[Opening Records for this exercise section]

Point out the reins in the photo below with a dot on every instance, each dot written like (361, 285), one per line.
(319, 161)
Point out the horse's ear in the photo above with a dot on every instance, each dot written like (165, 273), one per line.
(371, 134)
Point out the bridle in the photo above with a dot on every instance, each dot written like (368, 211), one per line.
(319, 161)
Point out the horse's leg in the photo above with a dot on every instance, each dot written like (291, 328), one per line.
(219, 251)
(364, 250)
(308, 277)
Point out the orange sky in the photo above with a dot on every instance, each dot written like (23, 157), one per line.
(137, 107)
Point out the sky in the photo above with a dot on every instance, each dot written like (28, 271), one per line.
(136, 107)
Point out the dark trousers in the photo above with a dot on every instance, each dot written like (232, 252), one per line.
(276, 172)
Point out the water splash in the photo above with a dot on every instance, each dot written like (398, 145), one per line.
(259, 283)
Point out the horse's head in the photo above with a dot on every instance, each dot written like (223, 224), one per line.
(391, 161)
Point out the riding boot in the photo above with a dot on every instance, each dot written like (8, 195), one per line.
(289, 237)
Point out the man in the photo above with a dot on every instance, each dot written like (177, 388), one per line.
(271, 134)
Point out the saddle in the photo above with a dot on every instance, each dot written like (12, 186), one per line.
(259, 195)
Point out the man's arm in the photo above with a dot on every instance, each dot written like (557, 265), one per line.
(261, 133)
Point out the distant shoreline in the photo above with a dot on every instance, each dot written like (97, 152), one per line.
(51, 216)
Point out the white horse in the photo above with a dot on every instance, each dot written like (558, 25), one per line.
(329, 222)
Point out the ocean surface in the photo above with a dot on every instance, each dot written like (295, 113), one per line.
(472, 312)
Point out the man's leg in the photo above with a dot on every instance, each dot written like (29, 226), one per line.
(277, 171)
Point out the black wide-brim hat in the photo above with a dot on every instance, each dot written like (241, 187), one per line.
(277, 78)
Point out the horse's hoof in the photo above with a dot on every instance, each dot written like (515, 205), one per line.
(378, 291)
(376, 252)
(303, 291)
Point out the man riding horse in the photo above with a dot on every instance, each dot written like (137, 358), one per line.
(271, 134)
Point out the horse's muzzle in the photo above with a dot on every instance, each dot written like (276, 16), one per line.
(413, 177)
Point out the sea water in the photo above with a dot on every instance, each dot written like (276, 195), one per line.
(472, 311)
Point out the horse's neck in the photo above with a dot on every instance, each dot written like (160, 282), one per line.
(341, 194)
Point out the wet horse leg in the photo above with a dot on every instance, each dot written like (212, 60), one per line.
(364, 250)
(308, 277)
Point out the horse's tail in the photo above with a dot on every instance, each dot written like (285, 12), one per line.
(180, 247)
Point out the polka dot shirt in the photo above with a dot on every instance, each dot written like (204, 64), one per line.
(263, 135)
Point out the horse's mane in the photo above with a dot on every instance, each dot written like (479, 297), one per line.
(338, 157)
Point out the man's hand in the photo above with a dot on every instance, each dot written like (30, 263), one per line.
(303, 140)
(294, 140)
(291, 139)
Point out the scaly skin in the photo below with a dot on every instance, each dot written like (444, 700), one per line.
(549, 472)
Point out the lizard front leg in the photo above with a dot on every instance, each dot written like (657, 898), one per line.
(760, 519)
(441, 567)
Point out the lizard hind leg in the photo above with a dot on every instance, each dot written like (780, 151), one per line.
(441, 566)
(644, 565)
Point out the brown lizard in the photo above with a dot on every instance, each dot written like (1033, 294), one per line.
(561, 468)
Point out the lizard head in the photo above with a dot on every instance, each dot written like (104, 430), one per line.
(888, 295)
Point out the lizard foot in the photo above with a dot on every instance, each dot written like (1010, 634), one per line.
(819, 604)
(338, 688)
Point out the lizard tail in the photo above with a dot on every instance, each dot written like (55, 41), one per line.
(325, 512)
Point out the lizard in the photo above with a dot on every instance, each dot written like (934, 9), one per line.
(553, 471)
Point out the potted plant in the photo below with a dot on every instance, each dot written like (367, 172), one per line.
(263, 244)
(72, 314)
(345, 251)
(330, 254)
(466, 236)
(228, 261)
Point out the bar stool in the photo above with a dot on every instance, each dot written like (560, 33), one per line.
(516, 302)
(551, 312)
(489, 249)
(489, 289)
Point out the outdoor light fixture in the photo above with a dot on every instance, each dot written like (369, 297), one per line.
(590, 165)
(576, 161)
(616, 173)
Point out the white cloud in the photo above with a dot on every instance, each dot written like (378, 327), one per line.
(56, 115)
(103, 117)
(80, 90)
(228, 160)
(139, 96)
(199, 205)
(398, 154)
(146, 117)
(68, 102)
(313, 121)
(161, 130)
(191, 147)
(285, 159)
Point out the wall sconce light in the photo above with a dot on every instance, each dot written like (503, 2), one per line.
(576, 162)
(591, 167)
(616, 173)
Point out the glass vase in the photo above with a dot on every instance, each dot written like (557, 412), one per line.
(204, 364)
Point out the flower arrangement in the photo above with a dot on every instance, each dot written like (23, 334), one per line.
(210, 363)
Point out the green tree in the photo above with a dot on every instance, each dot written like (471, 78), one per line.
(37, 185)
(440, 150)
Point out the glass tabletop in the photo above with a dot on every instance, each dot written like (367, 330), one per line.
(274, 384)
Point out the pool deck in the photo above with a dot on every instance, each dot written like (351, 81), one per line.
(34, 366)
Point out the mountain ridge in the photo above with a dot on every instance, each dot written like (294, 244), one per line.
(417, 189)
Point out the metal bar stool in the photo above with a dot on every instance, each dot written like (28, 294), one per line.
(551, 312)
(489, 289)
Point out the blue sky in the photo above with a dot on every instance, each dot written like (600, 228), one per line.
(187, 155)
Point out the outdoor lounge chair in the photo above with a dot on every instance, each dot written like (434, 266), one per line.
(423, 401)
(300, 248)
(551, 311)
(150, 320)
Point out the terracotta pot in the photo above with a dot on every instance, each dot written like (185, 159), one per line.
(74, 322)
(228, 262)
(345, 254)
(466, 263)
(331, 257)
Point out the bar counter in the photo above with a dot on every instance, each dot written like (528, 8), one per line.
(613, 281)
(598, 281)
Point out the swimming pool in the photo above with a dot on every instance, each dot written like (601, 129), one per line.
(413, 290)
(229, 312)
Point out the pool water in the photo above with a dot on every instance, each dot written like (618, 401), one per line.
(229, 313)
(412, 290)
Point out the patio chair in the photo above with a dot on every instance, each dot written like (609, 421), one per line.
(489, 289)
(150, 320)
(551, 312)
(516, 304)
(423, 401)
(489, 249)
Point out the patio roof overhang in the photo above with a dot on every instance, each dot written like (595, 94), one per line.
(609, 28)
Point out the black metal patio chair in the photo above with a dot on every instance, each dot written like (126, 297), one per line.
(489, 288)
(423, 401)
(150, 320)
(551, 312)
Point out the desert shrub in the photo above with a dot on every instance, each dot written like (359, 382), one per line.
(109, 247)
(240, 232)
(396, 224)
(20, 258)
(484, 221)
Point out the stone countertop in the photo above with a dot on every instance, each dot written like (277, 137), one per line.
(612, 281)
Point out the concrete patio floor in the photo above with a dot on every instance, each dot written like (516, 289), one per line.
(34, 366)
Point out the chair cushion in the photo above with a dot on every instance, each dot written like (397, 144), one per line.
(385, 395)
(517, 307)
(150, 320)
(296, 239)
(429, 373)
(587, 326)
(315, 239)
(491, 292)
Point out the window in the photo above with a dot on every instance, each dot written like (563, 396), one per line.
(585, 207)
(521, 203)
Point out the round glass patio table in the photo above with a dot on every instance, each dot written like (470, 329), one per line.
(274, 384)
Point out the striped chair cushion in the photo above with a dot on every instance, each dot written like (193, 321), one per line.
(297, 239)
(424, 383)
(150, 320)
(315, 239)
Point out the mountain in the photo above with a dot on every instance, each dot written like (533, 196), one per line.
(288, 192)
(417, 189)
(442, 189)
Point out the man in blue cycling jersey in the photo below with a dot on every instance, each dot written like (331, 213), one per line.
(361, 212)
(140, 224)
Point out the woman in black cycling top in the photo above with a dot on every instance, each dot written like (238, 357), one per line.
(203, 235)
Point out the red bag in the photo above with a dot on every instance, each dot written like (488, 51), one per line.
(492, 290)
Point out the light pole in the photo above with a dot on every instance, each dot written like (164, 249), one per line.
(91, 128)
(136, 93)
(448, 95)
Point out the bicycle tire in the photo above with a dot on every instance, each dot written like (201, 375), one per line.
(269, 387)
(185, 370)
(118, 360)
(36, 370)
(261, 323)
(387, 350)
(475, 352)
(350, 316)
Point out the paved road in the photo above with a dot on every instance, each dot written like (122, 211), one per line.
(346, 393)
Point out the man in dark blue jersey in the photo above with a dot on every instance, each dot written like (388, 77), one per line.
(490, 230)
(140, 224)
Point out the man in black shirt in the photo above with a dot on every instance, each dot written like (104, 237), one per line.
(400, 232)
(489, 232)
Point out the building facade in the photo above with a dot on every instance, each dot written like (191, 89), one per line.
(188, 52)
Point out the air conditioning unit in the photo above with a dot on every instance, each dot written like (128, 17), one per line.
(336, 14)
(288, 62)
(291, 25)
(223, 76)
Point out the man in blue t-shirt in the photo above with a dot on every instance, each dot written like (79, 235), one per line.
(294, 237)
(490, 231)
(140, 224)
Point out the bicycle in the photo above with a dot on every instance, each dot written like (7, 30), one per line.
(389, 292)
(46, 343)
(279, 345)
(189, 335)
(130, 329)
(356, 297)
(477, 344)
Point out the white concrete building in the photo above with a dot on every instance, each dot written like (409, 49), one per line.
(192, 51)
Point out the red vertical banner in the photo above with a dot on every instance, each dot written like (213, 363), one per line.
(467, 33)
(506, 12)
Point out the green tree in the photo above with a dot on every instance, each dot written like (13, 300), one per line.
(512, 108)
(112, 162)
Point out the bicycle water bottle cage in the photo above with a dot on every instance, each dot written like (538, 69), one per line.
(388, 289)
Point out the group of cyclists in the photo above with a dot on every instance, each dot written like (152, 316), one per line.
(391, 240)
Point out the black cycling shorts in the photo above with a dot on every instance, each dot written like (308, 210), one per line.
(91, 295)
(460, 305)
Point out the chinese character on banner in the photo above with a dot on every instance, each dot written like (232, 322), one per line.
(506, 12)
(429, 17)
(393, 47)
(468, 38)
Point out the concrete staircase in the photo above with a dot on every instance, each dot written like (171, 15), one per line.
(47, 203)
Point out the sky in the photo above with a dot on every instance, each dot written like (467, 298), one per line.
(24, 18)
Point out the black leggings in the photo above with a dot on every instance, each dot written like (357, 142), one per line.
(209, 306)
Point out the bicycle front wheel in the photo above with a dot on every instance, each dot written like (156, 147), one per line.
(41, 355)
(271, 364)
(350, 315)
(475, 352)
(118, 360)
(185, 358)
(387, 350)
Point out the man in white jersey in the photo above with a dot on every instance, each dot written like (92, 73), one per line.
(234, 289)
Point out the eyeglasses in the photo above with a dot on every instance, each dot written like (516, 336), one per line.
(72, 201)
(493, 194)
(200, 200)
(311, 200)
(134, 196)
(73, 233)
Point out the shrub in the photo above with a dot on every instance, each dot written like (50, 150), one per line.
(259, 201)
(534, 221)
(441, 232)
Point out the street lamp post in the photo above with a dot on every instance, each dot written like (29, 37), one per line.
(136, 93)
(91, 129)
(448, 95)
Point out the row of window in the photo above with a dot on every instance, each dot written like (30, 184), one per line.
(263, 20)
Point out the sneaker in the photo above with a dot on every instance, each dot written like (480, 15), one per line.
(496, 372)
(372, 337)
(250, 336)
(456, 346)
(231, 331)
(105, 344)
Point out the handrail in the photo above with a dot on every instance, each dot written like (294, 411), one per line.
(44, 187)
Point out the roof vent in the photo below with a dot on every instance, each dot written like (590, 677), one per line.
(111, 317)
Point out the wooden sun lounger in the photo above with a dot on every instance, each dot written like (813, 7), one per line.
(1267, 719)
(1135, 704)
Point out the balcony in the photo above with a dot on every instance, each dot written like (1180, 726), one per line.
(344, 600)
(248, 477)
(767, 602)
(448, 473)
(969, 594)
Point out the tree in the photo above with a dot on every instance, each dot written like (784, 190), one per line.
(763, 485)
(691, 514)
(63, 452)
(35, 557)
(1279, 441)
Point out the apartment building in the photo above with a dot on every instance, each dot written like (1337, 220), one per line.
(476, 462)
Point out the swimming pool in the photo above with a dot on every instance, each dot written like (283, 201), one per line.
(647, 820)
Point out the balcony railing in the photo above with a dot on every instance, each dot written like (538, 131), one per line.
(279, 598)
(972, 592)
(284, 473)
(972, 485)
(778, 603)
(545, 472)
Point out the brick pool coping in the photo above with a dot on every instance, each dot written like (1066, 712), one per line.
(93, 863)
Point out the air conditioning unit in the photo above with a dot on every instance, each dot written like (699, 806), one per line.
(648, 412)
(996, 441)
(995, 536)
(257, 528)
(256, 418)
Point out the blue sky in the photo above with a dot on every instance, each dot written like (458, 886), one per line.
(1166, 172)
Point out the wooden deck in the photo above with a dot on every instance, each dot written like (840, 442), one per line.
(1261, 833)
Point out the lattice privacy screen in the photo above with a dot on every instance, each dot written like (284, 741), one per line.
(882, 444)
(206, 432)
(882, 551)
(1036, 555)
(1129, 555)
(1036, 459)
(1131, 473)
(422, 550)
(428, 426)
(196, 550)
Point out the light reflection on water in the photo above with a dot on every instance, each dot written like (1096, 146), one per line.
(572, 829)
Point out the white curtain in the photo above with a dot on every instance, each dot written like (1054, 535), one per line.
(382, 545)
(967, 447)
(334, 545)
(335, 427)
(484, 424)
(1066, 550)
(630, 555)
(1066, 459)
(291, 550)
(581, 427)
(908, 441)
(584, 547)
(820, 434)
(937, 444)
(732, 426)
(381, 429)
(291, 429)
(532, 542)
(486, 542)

[Closing Records for this exercise section]

Instructions for the task:
Retype nothing except the lines from the line holding "Point out the white curtain" through the last line of the entries, both included.

Completed task:
Point out the white curtain in the photo above with a dot on every instance, each dot written like (1054, 535), one per line.
(382, 545)
(967, 447)
(334, 545)
(335, 427)
(484, 424)
(1066, 550)
(630, 555)
(1066, 459)
(291, 550)
(581, 427)
(908, 441)
(584, 547)
(820, 434)
(937, 444)
(732, 426)
(381, 429)
(291, 429)
(532, 542)
(486, 542)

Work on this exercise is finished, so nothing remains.